# [STUDY TEXT]
-- Opening Marker --
Identify Major and Minor Details

Once you’ve done a thorough read-through and annotated the paragraphs, it’s a good idea to read again and highlight the details. You might use a color marker to highlight the major details of the paragraph, and then use a different color marker to highlight the minor supporting details. Although this sounds easy, this step is where students often fail. It is imperative to be able to identify the key major details that are moving the argument forward, and differentiate them from the minor details that only offer supporting evidence.

Ask Questions

Now that you have read through the text a few times, you might be thinking about some inconsistencies, contradictions, or lapses in information. This is the time to jot down questions you might have. Are you finding holes in the writer’s argument? Does the writer fail to fully communicate the full scope of the problem, or fall short of explaining other key points? Do you feel the writer is fair and unbiased, or leaning heavily toward one side without giving voice to the opposition? Does anything surprise or puzzle you?

What do YOU Think?

The objective of a Response assignment is to respond, so you’ll be asked to communicate what your opinions are. As you carefully consider your response to the text and author, think about how you feel about the text.

Do you agree or disagree?
What exactly do you agree or disagree with?
Can you recall a similar personal experience or do you have prior knowledge of the topic?
What key ideas might you want to evaluate  more closely?

Once you have a clear idea what you think about what you’ve read, now it’s time to put it all together.
-- Closing Marker --
# [TO DO]
1. Quote the reading-strategies text word for word, starting at "Do you agree or disagree?" and ending at "it all together.".
2. Write what comes next in the reading-strategies text, picking up after its final sentence.
The records that come after the reading-strategies text are separate material and unrelated to it.

# [DATASET EXTRACT]
-- Opening Marker --
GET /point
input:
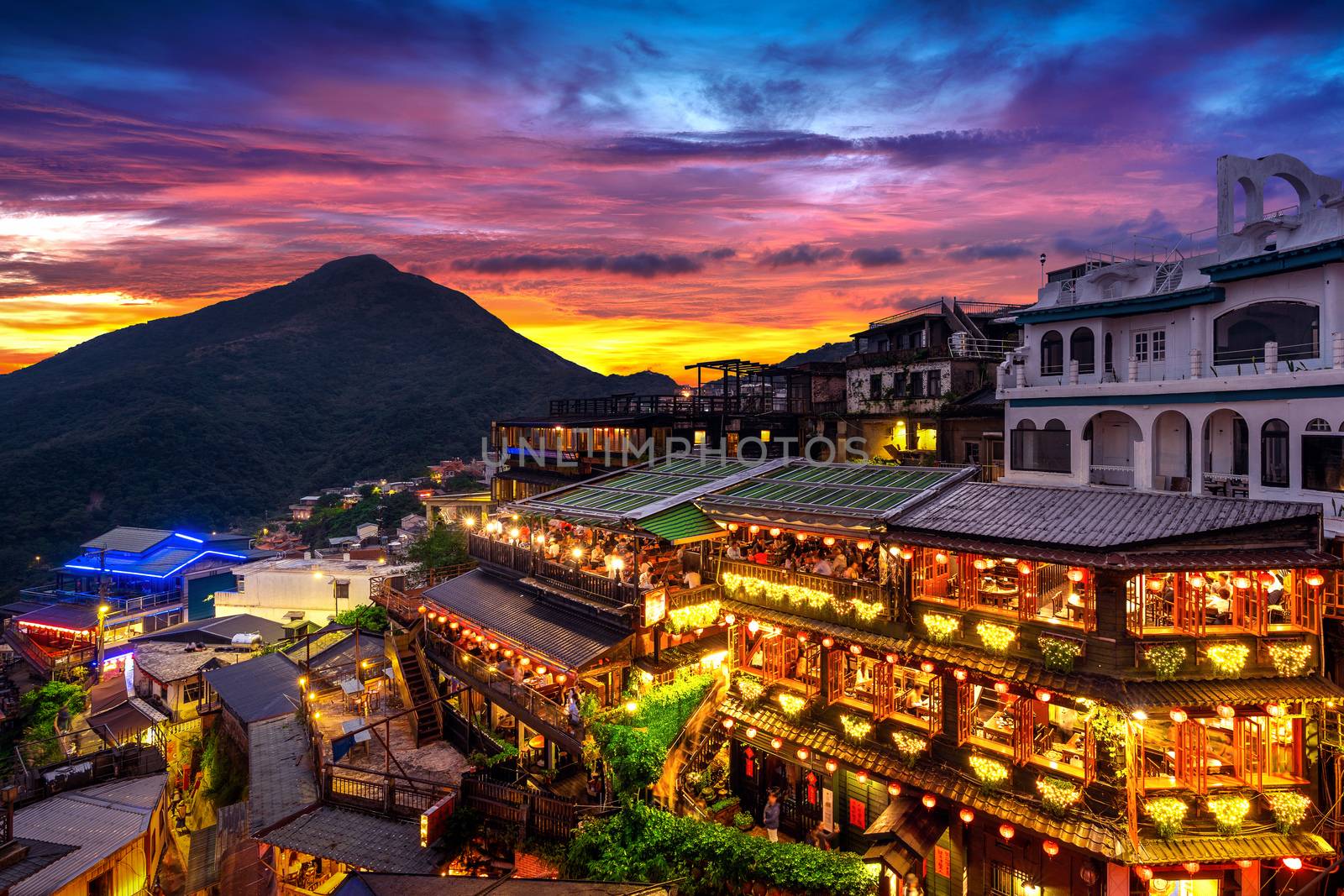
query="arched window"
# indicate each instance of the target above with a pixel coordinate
(1052, 354)
(1240, 335)
(1082, 348)
(1274, 454)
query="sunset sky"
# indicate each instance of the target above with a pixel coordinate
(633, 186)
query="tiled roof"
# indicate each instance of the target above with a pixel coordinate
(356, 839)
(523, 618)
(1095, 837)
(260, 688)
(1088, 517)
(96, 820)
(281, 781)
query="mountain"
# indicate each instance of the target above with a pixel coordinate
-- Closing Marker --
# [PER-TASK ANSWERS]
1.
Do you agree or disagree?
What exactly do you agree or disagree with?
Can you recall a similar personal experience or do you have prior knowledge of the topic?
What key ideas might you want to evaluate  more closely?

Once you have a clear idea what you think about what you’ve read, now it’s time to put it all together.

2.
Drafting: Organize your Thoughts

If you’ve followed all of these steps to prepare your response, congratulations! If you’ve taken careful notes, annotated the text thoroughly, and have an informed opinion, you may find you have the skeleton of your response paper written.

Putting it all Together

The Intro

Begin the paper by introducing the author and title of the text, as in the following example:

In Victor Frisk’s article, “No Way Out,” the author states that the US should detain all travelers coming into the country from destinations that have been proved to have Ebola cases within the last year.

This first sentence does many things: it introduces the author; introduces the article title, and gives the author’s main argument or idea.

The following sentences in the intro should briefly summarize the text. This should be a very brief summary of what you read. It’s not unusual for instructors to ask you to skip the summary, so follow your guidelines carefully.

The final sentence in the intro will state your thesis, a concise focused opinion of where you stand. Do you agree or disagree with the author’s premise?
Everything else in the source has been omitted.